## Task objective
Would you copy each line of the records that includes the word "stem"?

━━━━━ Input data

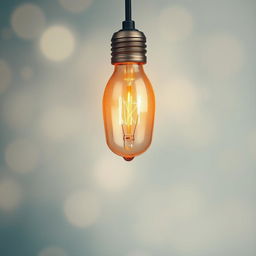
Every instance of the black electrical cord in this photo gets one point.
(128, 10)
(128, 24)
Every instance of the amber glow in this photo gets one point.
(128, 109)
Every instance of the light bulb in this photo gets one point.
(128, 110)
(128, 101)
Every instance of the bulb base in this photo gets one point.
(128, 46)
(128, 159)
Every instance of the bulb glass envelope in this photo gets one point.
(128, 110)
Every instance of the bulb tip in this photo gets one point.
(128, 159)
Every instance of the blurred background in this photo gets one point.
(63, 193)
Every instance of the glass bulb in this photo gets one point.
(128, 111)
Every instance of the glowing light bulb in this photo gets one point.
(128, 101)
(128, 110)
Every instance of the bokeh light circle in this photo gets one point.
(22, 156)
(176, 23)
(82, 209)
(28, 21)
(5, 76)
(10, 194)
(75, 6)
(52, 251)
(57, 43)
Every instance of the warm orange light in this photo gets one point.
(128, 110)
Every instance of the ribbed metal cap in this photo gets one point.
(128, 46)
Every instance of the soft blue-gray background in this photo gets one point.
(62, 192)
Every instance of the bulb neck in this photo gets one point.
(128, 46)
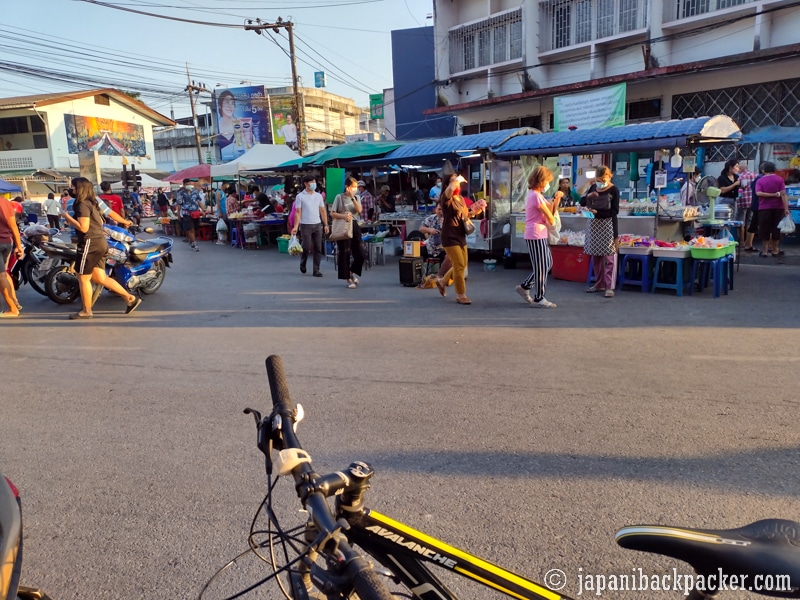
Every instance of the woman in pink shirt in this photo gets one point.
(539, 213)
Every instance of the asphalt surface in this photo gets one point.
(527, 436)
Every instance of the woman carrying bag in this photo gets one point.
(345, 212)
(602, 201)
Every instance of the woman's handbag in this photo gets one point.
(469, 226)
(341, 229)
(554, 231)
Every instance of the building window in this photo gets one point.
(580, 21)
(495, 40)
(644, 109)
(561, 24)
(583, 21)
(12, 125)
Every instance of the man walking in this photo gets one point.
(188, 199)
(312, 219)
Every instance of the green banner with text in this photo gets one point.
(590, 110)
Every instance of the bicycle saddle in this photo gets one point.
(765, 548)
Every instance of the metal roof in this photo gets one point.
(461, 145)
(638, 136)
(40, 100)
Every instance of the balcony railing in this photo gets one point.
(566, 23)
(492, 41)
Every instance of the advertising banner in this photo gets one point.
(283, 121)
(590, 110)
(242, 120)
(107, 137)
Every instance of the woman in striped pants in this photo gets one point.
(539, 213)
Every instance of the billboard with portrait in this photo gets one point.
(107, 137)
(242, 120)
(283, 121)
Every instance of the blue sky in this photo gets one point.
(75, 44)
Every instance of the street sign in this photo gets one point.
(376, 106)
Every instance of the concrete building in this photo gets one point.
(500, 63)
(47, 139)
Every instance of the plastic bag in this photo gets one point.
(554, 231)
(294, 246)
(786, 225)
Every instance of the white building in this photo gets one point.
(501, 62)
(42, 136)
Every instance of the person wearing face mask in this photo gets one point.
(688, 188)
(188, 199)
(602, 200)
(311, 218)
(350, 257)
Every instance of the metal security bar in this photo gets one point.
(682, 9)
(495, 40)
(750, 106)
(572, 22)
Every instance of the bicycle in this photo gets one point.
(326, 564)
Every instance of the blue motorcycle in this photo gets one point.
(140, 266)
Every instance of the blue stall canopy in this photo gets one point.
(627, 138)
(773, 134)
(463, 146)
(8, 188)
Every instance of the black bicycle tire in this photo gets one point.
(369, 585)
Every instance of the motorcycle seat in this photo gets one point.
(142, 249)
(767, 548)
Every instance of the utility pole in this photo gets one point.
(191, 87)
(299, 110)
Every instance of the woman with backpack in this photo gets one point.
(88, 222)
(602, 231)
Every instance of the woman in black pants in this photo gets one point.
(350, 254)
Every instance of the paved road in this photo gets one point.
(525, 435)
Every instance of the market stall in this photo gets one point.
(574, 154)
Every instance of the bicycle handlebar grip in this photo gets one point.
(277, 384)
(371, 586)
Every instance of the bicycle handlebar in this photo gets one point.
(365, 581)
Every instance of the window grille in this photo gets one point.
(17, 162)
(491, 41)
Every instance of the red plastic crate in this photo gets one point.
(570, 263)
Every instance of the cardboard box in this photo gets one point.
(411, 248)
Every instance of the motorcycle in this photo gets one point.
(11, 546)
(140, 266)
(34, 266)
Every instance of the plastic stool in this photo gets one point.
(639, 265)
(705, 269)
(680, 282)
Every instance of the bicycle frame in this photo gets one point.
(403, 550)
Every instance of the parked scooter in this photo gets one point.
(140, 266)
(11, 546)
(35, 264)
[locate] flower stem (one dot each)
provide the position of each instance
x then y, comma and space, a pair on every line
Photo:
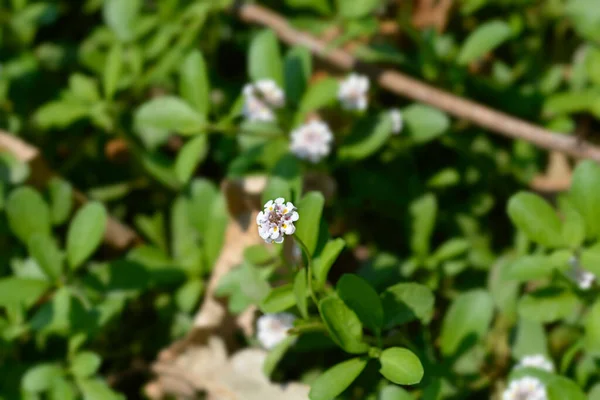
309, 268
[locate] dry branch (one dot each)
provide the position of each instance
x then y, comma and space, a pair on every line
404, 85
118, 237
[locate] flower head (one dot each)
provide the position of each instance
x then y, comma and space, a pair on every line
311, 141
353, 92
273, 328
397, 120
260, 99
277, 220
583, 278
536, 361
526, 388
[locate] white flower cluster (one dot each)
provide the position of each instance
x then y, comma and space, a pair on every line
583, 278
526, 388
273, 328
353, 92
397, 120
277, 220
311, 141
260, 99
536, 361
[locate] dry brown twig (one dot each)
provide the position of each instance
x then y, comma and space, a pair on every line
404, 85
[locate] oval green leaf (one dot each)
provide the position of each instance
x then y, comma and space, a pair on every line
343, 325
27, 213
536, 218
362, 299
85, 233
484, 39
336, 379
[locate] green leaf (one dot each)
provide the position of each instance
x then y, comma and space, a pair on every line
530, 339
62, 389
536, 218
194, 85
320, 6
585, 17
46, 253
85, 364
319, 95
404, 302
356, 9
184, 247
470, 315
343, 325
592, 329
188, 295
585, 195
548, 305
122, 17
215, 230
310, 209
362, 299
264, 58
61, 200
60, 114
367, 136
529, 267
451, 249
323, 263
21, 291
393, 392
85, 233
276, 354
423, 212
424, 123
279, 299
84, 89
336, 379
190, 156
297, 70
401, 366
168, 114
97, 389
301, 292
276, 187
483, 40
573, 228
112, 71
203, 194
590, 258
153, 227
39, 378
27, 213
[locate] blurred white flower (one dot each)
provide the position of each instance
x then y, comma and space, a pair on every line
583, 278
311, 141
353, 92
273, 328
536, 361
260, 99
277, 220
526, 388
397, 120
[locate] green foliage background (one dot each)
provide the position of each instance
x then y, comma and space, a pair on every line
138, 104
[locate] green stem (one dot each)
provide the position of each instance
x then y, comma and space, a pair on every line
309, 268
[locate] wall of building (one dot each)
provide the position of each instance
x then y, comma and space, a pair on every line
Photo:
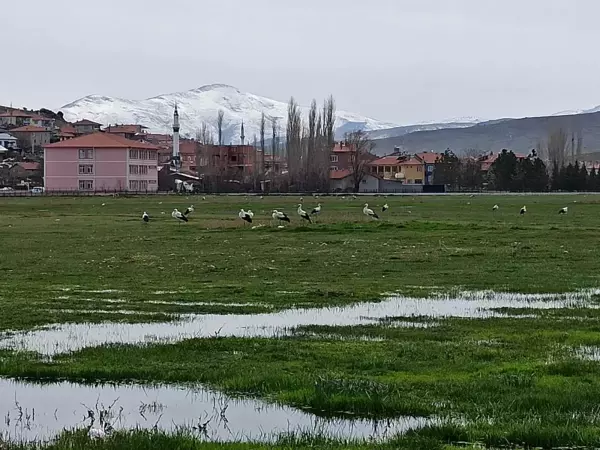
110, 170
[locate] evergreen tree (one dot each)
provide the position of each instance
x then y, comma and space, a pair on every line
505, 171
447, 169
556, 180
592, 184
537, 178
583, 178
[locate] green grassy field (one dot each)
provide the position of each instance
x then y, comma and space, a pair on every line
502, 381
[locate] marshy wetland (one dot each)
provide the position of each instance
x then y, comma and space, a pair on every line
443, 325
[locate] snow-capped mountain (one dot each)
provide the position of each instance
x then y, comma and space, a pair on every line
202, 105
572, 112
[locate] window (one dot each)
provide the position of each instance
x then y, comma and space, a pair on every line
86, 185
86, 169
86, 153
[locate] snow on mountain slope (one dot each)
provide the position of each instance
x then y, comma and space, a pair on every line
202, 105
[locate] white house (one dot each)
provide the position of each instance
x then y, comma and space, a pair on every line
8, 141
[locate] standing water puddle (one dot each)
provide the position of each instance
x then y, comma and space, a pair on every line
34, 412
62, 338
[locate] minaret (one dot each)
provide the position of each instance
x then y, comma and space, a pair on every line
176, 138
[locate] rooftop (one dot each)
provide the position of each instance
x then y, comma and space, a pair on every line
29, 165
427, 157
339, 174
86, 122
30, 129
14, 113
101, 140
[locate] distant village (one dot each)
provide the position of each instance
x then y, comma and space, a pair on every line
42, 152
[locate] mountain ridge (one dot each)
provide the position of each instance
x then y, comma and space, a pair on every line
202, 105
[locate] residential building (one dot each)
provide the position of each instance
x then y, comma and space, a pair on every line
235, 161
429, 159
342, 181
100, 162
86, 127
8, 141
32, 136
406, 168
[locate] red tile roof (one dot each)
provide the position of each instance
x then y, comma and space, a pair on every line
29, 165
428, 157
15, 114
339, 174
86, 122
29, 129
386, 161
411, 162
101, 140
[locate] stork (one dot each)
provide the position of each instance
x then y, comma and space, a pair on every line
369, 212
176, 214
303, 213
280, 216
245, 216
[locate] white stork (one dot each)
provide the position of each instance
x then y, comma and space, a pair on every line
176, 214
280, 216
303, 213
369, 212
245, 216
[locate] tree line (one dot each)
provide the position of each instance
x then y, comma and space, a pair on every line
512, 173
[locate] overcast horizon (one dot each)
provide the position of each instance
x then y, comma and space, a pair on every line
399, 61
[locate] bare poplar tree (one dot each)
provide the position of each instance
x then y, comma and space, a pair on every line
262, 143
274, 140
294, 141
557, 146
220, 117
361, 146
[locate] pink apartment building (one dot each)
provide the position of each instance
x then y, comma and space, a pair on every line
100, 162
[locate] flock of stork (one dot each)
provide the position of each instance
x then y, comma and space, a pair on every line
278, 216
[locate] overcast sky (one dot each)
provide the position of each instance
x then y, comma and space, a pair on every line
403, 61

━━━━━━━━━━

## Finished exercise
[locate] flower stem (one dot each)
[locate] green stem (one dot each)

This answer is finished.